>> START Source records

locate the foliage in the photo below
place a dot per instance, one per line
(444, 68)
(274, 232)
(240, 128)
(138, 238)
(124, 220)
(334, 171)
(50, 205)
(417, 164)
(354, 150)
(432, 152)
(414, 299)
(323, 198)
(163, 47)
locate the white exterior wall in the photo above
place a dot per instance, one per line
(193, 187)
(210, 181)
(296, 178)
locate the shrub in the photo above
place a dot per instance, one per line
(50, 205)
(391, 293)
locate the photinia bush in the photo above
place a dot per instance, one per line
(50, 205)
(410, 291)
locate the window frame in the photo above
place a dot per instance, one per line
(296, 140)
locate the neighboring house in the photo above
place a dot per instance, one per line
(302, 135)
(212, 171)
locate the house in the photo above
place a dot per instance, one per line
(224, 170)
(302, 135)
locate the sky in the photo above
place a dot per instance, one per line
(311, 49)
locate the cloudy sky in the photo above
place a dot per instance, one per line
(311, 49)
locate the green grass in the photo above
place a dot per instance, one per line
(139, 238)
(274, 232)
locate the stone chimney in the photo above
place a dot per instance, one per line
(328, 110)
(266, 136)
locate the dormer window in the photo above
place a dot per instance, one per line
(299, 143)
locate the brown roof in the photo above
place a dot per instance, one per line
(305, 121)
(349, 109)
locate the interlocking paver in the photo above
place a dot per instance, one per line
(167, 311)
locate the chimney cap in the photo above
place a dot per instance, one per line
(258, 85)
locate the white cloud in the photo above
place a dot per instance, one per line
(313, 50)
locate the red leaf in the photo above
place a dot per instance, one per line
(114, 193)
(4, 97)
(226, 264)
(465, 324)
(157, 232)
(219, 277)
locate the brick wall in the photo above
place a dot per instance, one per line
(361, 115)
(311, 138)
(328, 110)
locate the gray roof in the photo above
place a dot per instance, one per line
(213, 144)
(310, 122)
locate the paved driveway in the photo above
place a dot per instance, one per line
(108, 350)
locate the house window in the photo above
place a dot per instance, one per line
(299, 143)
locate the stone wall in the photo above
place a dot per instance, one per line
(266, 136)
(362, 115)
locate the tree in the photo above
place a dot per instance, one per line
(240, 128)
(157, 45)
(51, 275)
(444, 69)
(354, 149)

>> END Source records

Could you write out every line again, starting with the line that contains "locate the stone wall in the photo above" and going on through the end of the entries, keeping the requests unchanged but multiplying each coordinate in the answers by 1.1 and rounding it to a whole number, with halves rounded up?

Exercise output:
locate the stone wall in the photo above
place a dot per instance, one per line
(293, 150)
(398, 127)
locate the tree in the photo above
place a dot per instance, one per line
(264, 141)
(173, 50)
(56, 303)
(488, 76)
(389, 164)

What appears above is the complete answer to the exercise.